*Written exercise*
Count the lines in the material below that contain the string "balcony", treating uppercase and lowercase as different, and give only the number.

Data listing
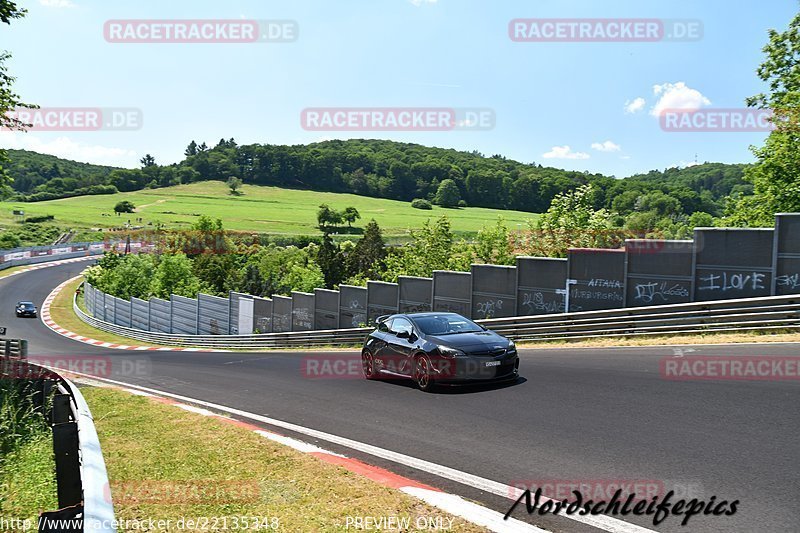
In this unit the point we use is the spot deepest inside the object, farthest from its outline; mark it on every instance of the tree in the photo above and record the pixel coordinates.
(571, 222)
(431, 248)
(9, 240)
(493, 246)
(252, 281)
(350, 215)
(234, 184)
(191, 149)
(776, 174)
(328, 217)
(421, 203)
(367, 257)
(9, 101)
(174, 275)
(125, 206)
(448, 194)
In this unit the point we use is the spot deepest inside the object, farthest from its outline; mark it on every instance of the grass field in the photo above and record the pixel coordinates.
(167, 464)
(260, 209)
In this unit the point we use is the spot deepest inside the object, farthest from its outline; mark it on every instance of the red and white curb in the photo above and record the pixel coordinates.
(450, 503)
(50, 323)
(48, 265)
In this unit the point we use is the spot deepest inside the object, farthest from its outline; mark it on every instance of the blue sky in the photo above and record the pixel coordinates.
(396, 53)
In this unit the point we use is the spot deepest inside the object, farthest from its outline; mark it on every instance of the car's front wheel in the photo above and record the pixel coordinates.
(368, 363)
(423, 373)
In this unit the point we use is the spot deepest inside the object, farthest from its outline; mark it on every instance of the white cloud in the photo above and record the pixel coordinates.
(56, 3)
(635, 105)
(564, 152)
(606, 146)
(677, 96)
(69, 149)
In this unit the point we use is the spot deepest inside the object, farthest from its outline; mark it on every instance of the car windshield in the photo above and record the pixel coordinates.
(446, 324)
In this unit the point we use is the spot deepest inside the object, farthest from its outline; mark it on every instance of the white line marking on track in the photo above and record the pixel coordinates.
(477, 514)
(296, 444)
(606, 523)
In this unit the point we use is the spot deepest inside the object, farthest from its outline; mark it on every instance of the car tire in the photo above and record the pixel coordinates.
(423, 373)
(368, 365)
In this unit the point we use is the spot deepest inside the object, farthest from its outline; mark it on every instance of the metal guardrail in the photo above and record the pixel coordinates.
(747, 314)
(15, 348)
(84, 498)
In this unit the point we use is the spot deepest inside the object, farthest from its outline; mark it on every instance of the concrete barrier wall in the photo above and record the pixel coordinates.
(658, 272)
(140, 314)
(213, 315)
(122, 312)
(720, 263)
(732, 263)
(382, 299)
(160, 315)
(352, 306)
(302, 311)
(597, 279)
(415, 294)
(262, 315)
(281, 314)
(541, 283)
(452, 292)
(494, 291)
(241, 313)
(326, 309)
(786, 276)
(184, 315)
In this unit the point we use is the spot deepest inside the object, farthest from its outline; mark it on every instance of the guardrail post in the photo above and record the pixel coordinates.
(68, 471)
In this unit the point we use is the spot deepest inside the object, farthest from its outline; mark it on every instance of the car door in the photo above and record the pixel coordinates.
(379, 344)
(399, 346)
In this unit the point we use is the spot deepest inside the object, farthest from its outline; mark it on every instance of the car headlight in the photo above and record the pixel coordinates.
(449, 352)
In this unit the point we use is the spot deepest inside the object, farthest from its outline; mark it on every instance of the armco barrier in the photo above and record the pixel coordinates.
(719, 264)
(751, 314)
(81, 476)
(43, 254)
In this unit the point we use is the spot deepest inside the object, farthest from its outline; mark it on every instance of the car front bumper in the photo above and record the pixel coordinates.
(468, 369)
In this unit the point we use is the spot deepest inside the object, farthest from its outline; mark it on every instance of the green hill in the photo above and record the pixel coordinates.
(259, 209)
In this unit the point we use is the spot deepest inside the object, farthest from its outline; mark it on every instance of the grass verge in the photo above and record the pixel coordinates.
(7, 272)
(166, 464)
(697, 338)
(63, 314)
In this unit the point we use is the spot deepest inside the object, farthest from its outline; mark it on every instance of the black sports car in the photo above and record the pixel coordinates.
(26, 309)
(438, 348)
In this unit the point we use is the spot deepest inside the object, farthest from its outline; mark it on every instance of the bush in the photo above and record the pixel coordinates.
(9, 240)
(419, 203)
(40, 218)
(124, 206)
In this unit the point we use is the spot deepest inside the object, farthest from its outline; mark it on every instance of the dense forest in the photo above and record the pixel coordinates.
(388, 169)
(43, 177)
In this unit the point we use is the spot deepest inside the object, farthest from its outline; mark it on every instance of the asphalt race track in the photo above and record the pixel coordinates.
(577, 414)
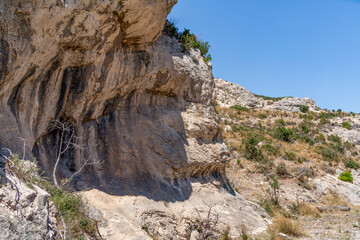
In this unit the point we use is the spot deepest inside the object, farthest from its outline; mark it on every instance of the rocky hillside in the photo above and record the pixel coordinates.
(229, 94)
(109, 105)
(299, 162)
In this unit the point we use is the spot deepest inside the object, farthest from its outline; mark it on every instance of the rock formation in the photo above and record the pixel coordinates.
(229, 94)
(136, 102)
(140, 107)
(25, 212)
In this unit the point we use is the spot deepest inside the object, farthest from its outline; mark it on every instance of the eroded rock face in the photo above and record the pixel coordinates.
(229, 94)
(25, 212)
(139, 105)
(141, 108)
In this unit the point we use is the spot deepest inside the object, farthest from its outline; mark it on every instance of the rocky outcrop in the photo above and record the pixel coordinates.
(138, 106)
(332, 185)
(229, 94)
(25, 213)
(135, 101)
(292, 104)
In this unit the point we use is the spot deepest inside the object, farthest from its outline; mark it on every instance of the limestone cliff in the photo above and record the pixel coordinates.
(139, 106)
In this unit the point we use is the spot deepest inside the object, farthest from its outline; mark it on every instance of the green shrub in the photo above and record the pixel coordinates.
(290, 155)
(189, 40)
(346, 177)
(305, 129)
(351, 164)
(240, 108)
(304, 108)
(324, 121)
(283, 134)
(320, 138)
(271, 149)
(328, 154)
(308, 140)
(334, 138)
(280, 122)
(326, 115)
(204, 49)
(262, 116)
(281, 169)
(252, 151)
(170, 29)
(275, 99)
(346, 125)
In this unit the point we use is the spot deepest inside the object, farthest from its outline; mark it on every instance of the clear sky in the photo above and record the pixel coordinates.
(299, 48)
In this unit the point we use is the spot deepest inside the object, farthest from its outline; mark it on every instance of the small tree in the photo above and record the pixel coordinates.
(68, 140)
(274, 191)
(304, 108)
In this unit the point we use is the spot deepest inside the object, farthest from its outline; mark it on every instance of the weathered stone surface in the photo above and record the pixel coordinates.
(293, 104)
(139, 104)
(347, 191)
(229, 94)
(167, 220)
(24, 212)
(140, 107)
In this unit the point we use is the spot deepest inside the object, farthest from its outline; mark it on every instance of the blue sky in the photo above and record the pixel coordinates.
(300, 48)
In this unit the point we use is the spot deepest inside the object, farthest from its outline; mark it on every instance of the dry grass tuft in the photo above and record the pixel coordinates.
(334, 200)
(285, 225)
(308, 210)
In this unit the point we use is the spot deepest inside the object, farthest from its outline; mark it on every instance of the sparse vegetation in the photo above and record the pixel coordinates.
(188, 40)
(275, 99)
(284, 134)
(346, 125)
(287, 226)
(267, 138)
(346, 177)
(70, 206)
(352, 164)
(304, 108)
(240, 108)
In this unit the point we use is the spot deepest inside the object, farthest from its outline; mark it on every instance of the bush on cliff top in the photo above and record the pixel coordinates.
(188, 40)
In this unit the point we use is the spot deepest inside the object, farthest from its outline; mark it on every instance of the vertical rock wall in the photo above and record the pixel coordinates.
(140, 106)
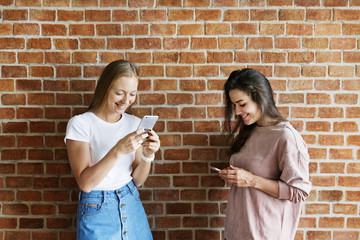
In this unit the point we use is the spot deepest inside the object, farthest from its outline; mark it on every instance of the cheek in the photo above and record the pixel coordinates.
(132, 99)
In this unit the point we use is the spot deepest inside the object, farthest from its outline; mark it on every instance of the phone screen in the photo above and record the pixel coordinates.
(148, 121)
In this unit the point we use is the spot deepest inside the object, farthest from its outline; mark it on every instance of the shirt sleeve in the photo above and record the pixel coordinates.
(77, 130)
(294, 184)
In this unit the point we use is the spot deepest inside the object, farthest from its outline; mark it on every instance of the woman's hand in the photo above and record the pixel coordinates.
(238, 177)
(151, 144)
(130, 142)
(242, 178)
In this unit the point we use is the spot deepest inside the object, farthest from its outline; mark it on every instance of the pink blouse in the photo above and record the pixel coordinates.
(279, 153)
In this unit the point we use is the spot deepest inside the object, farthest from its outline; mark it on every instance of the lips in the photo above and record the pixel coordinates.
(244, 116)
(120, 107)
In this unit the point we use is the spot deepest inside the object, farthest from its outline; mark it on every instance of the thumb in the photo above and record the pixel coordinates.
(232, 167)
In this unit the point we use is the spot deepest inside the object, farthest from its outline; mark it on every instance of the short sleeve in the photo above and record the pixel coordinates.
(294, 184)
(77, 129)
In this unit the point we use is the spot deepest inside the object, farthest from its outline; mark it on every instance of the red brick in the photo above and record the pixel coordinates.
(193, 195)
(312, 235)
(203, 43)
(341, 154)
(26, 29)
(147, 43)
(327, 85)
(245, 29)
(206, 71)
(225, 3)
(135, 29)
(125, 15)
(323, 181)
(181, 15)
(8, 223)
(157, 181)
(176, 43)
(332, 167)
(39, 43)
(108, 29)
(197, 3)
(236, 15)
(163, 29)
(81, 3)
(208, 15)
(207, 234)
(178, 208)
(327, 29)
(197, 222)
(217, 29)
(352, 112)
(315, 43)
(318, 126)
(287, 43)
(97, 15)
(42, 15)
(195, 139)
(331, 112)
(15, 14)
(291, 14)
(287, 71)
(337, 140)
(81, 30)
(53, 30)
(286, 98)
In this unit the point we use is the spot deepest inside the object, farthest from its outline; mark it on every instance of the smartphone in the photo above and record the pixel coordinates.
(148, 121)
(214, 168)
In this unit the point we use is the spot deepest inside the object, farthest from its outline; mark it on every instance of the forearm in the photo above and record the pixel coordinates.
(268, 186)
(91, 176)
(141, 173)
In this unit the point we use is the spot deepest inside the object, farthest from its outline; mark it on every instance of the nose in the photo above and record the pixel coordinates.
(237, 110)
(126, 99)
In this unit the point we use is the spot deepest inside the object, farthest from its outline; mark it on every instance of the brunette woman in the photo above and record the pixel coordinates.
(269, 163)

--

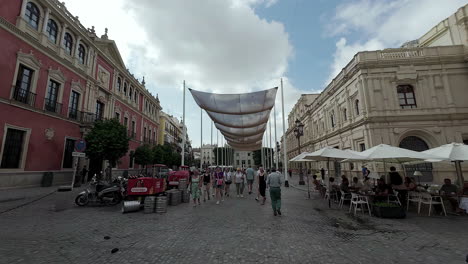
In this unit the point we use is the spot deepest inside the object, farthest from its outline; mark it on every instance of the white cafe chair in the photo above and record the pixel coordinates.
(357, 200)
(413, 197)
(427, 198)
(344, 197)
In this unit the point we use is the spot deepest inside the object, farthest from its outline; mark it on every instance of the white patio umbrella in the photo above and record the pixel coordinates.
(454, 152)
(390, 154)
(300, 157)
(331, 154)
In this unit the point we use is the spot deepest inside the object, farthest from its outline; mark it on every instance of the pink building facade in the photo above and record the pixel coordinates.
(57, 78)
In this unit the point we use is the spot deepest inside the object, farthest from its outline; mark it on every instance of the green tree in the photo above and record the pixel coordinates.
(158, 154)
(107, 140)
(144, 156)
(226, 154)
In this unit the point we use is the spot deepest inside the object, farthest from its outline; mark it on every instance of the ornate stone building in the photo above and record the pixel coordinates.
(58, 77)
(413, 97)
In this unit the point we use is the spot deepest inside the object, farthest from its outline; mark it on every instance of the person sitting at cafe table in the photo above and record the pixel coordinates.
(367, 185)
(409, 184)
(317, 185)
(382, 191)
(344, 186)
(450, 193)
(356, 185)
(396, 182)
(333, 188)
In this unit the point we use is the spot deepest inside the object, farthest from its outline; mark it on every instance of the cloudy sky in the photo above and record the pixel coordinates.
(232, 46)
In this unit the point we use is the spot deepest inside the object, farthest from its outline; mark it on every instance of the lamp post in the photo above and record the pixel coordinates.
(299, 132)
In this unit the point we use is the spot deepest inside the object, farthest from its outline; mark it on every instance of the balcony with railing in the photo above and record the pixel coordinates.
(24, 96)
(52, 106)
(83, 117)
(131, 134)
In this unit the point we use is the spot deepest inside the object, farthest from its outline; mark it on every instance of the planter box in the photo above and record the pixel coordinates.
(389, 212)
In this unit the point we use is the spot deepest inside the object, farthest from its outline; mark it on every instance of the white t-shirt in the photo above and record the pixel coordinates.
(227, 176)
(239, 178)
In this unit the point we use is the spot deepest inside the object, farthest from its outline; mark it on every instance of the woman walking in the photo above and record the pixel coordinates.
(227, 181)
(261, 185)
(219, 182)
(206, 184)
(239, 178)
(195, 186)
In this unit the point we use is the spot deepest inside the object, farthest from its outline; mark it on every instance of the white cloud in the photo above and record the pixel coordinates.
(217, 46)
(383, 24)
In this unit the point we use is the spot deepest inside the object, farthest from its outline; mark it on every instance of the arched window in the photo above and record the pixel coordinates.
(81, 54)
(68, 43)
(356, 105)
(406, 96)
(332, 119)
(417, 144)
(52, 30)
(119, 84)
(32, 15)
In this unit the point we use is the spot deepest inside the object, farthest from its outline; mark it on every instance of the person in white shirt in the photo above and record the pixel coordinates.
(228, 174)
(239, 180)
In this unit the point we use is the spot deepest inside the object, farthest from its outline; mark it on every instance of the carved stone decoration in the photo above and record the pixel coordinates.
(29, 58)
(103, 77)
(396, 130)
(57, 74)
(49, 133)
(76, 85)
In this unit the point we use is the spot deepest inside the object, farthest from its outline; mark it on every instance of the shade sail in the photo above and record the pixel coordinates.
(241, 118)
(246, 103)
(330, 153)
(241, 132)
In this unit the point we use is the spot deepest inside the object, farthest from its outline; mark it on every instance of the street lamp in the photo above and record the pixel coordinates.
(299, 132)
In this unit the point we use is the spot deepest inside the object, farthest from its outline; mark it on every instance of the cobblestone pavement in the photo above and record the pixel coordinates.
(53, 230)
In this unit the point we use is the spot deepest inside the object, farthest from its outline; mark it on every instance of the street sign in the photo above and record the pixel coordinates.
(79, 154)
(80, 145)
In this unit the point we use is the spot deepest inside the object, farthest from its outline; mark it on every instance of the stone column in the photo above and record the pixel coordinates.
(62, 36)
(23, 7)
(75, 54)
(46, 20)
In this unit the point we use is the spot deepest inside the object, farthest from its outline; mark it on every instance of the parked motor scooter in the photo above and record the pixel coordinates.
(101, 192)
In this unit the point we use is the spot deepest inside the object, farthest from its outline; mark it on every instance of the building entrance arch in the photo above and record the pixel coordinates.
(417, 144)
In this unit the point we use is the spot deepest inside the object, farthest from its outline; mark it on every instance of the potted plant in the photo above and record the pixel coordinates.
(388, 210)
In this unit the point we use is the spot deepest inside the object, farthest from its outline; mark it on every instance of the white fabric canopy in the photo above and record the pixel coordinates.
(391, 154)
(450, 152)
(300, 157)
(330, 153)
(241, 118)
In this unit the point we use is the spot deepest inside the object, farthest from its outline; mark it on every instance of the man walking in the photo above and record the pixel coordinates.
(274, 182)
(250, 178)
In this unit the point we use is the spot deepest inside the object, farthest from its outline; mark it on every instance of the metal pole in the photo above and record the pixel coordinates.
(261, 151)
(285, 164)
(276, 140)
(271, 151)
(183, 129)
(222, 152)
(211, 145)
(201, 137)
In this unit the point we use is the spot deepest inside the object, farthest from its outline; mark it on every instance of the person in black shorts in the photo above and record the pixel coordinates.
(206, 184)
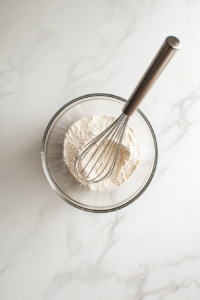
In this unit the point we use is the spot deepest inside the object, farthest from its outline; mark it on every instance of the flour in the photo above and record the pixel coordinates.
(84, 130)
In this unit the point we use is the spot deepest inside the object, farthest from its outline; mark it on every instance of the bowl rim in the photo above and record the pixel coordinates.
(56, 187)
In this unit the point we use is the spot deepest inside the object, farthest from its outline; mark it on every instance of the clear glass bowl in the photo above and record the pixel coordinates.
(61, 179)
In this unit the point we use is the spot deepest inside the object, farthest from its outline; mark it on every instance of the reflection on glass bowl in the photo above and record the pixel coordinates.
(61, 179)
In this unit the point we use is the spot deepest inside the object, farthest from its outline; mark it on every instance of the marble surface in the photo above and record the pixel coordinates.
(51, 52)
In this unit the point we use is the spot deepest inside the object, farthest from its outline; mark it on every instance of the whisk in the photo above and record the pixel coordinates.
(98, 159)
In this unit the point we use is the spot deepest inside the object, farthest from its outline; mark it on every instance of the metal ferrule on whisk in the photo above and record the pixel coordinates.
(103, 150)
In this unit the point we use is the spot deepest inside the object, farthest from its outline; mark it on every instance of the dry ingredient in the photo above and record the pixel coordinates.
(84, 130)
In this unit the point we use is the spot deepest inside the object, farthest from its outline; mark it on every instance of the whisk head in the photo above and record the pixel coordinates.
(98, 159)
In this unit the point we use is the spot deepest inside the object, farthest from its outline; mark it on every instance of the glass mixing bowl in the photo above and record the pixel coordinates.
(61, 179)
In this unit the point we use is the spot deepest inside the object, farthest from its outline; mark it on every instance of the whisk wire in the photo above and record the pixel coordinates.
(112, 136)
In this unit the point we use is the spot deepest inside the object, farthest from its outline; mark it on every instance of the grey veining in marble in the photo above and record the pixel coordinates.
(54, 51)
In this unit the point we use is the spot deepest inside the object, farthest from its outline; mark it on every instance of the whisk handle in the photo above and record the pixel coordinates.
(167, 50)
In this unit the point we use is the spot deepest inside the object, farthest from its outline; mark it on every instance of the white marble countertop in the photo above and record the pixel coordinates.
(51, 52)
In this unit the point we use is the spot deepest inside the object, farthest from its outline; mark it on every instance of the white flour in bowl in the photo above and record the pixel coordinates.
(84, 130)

*Exercise output*
1